Provided text
GPUs are well-suited to parallelizing many of the mathematical operations needed to simulate spiking networks in BindsNET, e.g., the matrix multiplication used to compute the current incident to post-synaptic neurons based on synapse weights and pre-synaptic spiking activity. In general, operations where a single instruction can be applied to many data can easily be mapped to GPUs and parallelized to a large degree.

2 Related Work

2.1 Minibatch processing

To our knowledge, ours is the first general-purpose implementation of minibatch processing in SNN simulation. Moreover, it is the first to be implemented in an SNN simulation library, and, importantly, works with all available neuron and synapse types and training methodologies. Perhaps the closest to our work is the implementation in NengoDL [32], which does not support minibatch processing with online learning rules, i.e., those which compute updates to parameters concurrently with data processing, a key feature of spiking neural networks.

The idea of processing with batches of data for the purpose of training statistical or machine learning models is not a new one [1]. Indeed, in the original formulation of gradient descent, updates to fitted parameters are computed over the entire training dataset. With increasingly large datasets and limitations on memory, this approach is not always feasible, and so computing stochastic updates over randomly sampled batches of data has become standard practice. Indeed, it has even been argued that small batch sizes are desirable in some cases, where it can improve the stability of training and decrease generalization error on the test data [25].

Several prior works have incorporated bespoke implementations of minibatch processing for restricted types of SNNs. [9]

describe a binary STDP rule that allows for processing minibatches of data, although it only considers the precise timing of neurons’ first spikes, and it involves approximating spiking neurons as rectified linear units (ReLUs).

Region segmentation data

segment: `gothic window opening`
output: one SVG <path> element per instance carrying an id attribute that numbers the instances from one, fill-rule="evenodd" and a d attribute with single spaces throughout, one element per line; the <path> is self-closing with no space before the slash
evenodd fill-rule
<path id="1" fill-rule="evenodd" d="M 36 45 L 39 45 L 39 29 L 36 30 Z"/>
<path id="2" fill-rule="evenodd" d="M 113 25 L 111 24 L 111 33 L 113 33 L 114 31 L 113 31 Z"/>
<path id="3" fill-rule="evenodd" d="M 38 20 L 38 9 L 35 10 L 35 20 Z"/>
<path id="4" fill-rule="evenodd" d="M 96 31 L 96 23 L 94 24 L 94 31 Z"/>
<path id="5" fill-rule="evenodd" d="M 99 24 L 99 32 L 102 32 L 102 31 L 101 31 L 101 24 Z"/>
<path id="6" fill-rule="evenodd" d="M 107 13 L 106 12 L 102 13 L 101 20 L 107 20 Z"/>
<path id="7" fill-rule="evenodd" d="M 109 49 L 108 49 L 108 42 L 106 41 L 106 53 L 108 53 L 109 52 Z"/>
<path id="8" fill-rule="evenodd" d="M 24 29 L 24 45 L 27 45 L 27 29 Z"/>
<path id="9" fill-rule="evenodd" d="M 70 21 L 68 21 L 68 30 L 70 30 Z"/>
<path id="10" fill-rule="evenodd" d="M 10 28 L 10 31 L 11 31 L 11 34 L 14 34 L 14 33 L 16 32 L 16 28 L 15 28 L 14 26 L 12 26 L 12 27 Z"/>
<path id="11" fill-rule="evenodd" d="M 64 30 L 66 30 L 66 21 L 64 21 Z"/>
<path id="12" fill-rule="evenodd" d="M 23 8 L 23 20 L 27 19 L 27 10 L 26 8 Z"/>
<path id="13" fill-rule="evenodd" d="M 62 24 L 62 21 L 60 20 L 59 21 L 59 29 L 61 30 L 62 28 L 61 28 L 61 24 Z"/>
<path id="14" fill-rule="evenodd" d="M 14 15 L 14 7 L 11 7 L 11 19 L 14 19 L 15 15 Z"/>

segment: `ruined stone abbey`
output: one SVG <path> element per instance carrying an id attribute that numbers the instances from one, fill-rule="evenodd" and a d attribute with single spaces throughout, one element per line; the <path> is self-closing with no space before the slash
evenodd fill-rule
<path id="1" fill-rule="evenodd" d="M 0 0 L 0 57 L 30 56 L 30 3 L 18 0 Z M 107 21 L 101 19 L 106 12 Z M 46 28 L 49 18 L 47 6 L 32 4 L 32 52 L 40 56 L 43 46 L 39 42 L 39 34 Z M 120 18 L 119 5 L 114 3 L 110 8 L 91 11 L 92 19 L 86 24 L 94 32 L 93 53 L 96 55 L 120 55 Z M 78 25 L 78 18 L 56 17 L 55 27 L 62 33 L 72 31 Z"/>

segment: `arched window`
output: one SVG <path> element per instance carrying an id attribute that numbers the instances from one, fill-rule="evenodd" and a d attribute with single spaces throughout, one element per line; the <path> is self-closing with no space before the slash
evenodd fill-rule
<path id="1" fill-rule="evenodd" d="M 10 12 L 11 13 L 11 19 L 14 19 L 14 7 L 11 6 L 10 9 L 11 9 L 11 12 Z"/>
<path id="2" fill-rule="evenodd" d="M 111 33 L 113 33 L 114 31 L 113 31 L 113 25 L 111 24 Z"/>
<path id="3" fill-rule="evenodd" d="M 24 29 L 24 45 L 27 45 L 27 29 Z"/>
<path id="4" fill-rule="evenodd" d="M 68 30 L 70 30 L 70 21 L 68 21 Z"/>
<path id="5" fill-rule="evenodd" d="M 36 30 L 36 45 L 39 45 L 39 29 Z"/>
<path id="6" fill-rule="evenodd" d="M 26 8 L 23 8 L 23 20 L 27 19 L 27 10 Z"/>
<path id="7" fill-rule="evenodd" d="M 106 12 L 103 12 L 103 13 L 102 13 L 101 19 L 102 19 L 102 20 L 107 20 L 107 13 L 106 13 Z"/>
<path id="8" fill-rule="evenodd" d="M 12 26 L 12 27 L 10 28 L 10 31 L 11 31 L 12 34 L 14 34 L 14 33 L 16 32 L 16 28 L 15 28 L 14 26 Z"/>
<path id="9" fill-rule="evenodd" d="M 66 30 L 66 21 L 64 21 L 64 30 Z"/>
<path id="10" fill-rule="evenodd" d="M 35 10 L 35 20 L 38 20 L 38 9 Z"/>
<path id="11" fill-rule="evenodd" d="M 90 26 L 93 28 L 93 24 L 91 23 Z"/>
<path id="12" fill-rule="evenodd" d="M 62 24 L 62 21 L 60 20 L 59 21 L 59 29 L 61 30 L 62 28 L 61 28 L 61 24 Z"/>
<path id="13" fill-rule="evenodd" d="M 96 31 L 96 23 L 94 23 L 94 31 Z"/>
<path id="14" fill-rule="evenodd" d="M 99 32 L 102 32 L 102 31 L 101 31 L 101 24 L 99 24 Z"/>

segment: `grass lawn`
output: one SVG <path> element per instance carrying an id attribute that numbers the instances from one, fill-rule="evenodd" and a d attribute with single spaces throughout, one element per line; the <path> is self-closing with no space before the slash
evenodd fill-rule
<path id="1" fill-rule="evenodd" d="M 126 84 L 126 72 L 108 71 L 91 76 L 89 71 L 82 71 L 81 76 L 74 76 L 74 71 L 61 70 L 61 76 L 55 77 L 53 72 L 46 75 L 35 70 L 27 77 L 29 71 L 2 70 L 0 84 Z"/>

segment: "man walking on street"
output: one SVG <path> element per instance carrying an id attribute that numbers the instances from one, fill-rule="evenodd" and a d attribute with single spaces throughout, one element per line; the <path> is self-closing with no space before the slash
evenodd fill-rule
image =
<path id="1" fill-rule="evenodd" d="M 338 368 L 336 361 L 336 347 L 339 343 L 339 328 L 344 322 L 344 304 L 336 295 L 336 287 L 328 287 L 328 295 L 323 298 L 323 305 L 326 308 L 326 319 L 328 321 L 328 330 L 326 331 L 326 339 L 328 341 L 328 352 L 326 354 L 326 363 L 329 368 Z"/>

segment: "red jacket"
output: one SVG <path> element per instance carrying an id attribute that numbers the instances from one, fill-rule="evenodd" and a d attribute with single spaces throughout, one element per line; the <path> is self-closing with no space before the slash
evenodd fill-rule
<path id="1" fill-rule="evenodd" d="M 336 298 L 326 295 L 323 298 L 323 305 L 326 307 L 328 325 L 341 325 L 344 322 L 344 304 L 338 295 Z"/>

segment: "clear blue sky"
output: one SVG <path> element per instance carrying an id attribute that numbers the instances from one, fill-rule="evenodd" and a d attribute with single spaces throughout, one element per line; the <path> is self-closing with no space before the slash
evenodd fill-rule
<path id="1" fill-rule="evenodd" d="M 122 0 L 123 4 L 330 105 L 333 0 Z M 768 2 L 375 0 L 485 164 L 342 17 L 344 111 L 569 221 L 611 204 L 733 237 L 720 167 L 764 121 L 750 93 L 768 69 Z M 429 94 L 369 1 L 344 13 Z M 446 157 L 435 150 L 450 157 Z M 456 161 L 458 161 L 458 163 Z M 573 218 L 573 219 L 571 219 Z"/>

Tasks
• a. What kind of minibatch processing does NengoDL not support, according to the passage on minibatch processing?
• b. From the passage on minibatch processing, quote the words from "2 Related Work" to "spiking neural networks.".
This data has no connection to the passage on minibatch processing.

Answer list
• a. It does not support minibatch processing with online learning rules.

• b.
2 Related Work

2.1 Minibatch processing

To our knowledge, ours is the first general-purpose implementation of minibatch processing in SNN simulation. Moreover, it is the first to be implemented in an SNN simulation library, and, importantly, works with all available neuron and synapse types and training methodologies. Perhaps the closest to our work is the implementation in NengoDL [32], which does not support minibatch processing with online learning rules, i.e., those which compute updates to parameters concurrently with data processing, a key feature of spiking neural networks.